__Point annotation dataset records__.
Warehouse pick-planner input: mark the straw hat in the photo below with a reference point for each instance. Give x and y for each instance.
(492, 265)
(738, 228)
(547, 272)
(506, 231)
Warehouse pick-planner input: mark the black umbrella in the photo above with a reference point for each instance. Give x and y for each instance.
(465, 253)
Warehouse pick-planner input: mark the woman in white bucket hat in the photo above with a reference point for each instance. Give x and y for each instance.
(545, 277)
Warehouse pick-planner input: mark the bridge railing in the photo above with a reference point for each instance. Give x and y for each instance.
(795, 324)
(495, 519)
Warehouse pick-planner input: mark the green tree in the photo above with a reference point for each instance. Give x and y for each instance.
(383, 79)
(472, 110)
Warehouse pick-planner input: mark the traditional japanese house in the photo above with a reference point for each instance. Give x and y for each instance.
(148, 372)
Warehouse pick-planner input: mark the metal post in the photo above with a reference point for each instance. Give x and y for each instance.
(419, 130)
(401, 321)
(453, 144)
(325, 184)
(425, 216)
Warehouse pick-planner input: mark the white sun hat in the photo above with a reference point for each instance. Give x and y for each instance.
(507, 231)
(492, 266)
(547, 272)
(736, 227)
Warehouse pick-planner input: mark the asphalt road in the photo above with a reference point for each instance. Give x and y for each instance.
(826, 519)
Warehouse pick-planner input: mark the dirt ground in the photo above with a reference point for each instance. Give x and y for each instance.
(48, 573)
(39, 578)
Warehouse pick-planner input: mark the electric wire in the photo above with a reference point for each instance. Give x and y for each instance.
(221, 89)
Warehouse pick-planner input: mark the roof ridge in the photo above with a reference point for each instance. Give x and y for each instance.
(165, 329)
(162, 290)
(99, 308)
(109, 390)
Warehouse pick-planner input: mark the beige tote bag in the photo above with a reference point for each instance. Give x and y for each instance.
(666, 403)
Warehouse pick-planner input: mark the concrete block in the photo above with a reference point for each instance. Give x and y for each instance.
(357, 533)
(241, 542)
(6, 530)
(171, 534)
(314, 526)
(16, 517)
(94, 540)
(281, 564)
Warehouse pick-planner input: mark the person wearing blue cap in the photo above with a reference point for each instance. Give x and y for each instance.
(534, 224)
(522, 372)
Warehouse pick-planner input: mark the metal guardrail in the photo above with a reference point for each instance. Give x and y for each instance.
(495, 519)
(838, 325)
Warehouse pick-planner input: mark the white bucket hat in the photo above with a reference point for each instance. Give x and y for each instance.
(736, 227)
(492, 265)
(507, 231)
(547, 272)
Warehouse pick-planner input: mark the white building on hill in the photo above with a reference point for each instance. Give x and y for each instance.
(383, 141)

__WHAT THE TASK REQUIRES__.
Arrange the records above as a two-column CSV with the header columns "instruction" and "points", one row per record. Put each record's text and its answer in a single quoted field apiece, replacing every line break with a space.

__ANSWER TO THE PROBLEM__.
instruction,points
"Warehouse pick-planner input: mark the straw hat in the photo below with a reference point for each instance. Give x and y for each instance.","(492, 265) (738, 228) (547, 272) (506, 231)"
"Warehouse pick-planner input: mark the black umbrella in the photo above with a reference point for each instance. Give x and y for each instance.","(465, 253)"
"Warehouse pick-planner input: mark the woman in white bucket hat in the photo above with a reference point for each instance. Give x and y for each instance.","(545, 277)"
"Warehouse pick-planner input: mark the bridge railing in the photo above with a reference point for each instance. Give x and y for each instance.","(795, 324) (495, 519)"
"Warehouse pick-planner input: mark the green tree in the photo above with a reference point for each instance. Give x and y for each instance.","(383, 79) (472, 110)"
"Warehouse pick-planner input: mark the traditional japanese house in the photo above with a reference point for each instance. Give x and y for each instance.","(148, 372)"
"Warehouse pick-planner input: mark the metal post in the photo above with a reference point for each instance. Give x and y for each instance.","(419, 130) (401, 321) (453, 144) (325, 184) (425, 216)"
"Warehouse pick-planner input: mark the white sun hat in the photo above with a reference point for each instance. Give x and y for each instance.","(507, 231) (492, 266) (547, 272) (736, 227)"
"Warehouse pick-planner input: mark the asphalt road in the photo above with a reference point for each instance. Give x and y for each instance.","(826, 519)"
"Warehouse pick-planner input: mark the dirt ground in the photo above with a reference point for each instance. Give x and y for each instance.","(48, 573) (39, 578)"
"Warehouse pick-planner input: mark the electric wire in the photo above with a reference point for each instance. Give x and y for each instance.","(221, 89)"
"Warehouse pick-planner input: mark the roof ridge in the photo above with a reference point for each instance. Give x and y for each instance.","(165, 329) (162, 290) (99, 308) (109, 390)"
"Warehouse pick-planner input: mark the beige tote bag in the photo above with a reference point for each instance. Give x and y for each instance.","(666, 403)"
"Warehouse pick-planner input: mark the concrete block in the photo above with a reference point for each instance. Give x and y for each instance.","(357, 533) (241, 542) (6, 530) (171, 534) (314, 526) (16, 517) (94, 540) (281, 564)"
"Warehouse pick-planner input: mark the person wearing blue cap in the photo above with a reference point for each instance. Give x and y for each instance.","(534, 224) (522, 372)"
"Warehouse pick-planner input: mark the metal guardrail in the photo above with a reference point for each instance. Give x and y for each instance.","(495, 519) (838, 325)"
"Warehouse pick-planner input: mark the white bucket hat in the photo above with a reference point for each instance. Give x and y for each instance.","(736, 227) (492, 265) (507, 231) (547, 272)"
"Warehouse pick-planner input: mark the white building on hill in the photo above with a reference point for each instance. Give x and y for each instance.","(383, 141)"